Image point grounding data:
►

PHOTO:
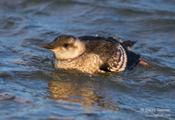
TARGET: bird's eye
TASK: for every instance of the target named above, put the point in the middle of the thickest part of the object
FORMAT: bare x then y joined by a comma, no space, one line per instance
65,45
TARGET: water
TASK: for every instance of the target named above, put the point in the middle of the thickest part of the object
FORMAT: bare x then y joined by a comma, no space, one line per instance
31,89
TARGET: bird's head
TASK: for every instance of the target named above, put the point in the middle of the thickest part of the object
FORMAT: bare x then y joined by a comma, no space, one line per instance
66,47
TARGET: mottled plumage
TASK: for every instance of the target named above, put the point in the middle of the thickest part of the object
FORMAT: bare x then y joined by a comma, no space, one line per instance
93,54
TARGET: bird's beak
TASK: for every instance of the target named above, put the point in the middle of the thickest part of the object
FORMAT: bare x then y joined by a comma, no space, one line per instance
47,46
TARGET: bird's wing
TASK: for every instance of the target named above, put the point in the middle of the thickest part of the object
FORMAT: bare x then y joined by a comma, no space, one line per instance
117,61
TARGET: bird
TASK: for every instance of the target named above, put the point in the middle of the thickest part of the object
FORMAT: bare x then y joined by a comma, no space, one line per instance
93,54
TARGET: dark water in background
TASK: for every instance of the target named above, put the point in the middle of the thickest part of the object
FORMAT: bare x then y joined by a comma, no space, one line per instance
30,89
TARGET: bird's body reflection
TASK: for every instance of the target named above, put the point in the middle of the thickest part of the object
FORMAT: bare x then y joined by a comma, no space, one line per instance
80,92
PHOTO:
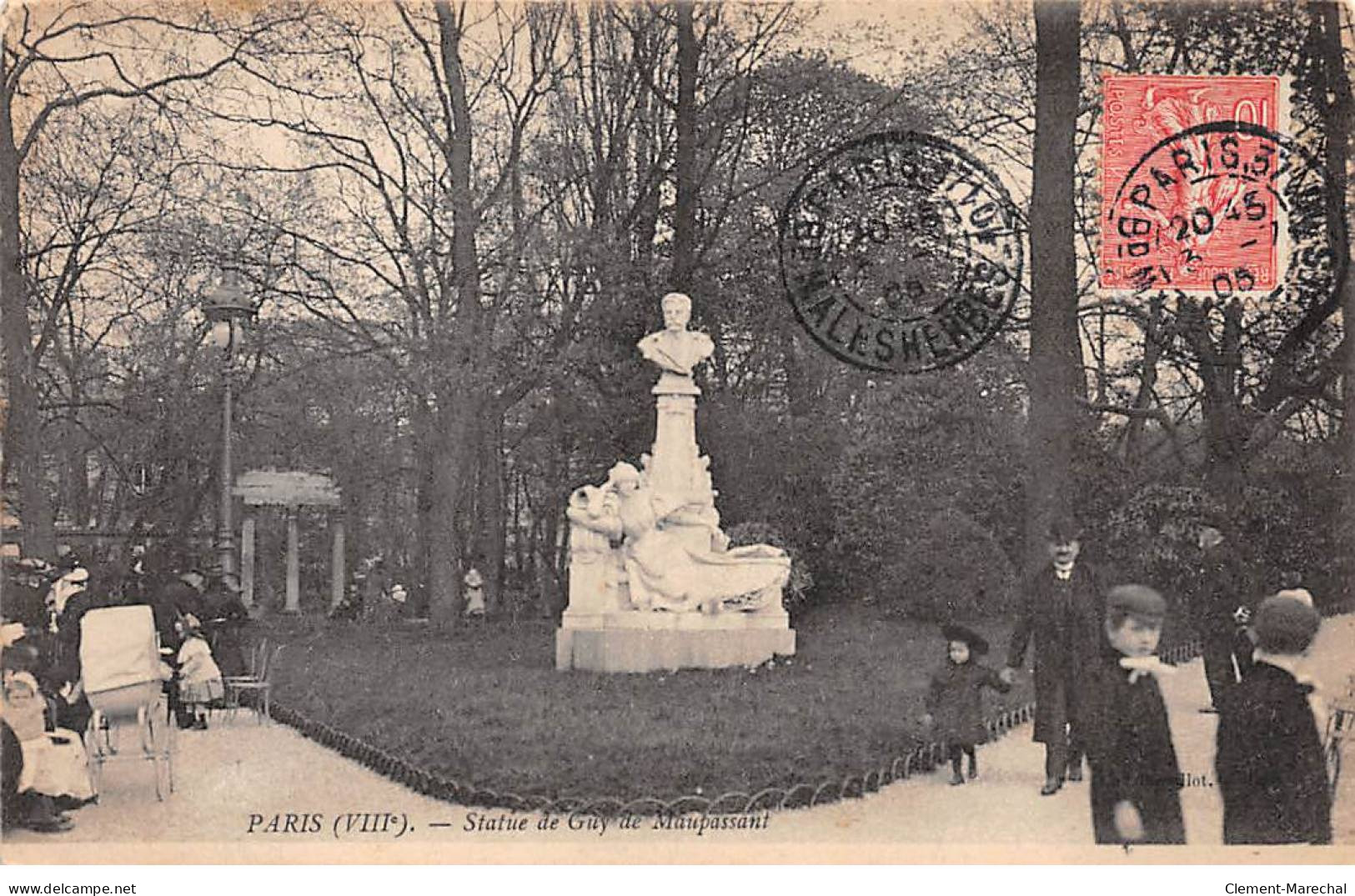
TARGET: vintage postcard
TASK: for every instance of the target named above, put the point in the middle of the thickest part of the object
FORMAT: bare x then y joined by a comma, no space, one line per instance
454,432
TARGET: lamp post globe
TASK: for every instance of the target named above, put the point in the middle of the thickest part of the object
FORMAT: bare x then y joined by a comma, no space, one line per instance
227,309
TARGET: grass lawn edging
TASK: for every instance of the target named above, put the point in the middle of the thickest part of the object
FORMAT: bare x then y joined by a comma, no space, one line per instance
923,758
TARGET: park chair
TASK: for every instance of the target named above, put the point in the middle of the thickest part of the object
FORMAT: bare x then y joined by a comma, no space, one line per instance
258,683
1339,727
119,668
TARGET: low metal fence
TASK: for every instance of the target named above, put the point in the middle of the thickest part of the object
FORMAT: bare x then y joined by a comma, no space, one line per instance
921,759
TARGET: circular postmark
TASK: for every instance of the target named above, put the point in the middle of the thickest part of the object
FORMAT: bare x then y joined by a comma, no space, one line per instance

◄
►

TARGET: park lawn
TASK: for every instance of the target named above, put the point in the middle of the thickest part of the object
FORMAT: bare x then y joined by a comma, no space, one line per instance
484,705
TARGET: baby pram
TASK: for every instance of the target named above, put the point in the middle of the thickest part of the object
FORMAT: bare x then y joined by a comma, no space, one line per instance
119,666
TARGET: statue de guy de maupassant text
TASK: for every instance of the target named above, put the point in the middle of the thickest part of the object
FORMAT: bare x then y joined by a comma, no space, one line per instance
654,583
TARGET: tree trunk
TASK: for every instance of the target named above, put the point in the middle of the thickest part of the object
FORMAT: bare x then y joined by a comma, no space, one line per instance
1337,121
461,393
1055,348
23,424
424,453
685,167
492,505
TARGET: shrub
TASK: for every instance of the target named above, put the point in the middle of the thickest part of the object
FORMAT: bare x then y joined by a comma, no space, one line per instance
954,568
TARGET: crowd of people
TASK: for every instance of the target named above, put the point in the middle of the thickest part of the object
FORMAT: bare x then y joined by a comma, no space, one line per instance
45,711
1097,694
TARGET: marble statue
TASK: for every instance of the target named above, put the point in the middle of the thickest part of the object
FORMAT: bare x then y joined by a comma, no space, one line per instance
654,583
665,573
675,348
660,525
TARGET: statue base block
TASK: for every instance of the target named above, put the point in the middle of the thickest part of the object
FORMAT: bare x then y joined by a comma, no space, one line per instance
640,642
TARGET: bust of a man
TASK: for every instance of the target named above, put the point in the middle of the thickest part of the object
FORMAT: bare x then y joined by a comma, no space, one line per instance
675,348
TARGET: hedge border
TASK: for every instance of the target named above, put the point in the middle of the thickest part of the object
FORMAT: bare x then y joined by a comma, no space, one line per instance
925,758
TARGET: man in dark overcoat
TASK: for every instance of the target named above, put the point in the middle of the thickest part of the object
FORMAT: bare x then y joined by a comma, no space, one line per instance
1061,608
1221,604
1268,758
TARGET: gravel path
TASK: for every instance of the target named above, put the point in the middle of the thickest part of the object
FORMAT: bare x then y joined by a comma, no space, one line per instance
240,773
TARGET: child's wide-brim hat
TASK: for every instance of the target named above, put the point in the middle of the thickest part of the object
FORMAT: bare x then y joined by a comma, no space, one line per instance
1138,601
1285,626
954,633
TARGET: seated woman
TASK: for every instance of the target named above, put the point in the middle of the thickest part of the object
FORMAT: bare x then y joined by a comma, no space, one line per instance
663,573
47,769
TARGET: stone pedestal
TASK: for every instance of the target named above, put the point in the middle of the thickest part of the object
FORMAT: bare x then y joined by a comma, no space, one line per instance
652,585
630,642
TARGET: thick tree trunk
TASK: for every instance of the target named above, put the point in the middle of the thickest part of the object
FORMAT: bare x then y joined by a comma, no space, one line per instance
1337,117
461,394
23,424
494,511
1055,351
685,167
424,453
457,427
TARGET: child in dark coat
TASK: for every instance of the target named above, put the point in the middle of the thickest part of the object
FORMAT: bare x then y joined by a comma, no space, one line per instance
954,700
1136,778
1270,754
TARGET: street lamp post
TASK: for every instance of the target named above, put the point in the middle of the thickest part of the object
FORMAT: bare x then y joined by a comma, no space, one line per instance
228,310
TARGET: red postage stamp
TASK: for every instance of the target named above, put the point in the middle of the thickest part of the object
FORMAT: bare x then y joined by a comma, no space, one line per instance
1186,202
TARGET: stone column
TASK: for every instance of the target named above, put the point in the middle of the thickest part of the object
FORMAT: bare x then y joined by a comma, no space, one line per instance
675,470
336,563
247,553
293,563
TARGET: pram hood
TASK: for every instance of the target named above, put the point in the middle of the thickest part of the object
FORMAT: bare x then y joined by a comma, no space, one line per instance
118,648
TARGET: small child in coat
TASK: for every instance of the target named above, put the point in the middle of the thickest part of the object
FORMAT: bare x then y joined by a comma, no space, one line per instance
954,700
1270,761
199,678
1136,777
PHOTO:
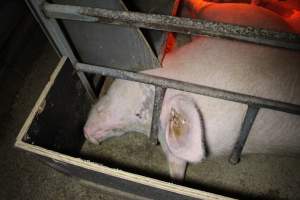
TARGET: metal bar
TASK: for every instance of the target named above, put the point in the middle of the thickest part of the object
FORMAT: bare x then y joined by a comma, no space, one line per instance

◄

Search the data above for the string "water" and report each line that holds it.

TARGET: water
TARGET: dark water in background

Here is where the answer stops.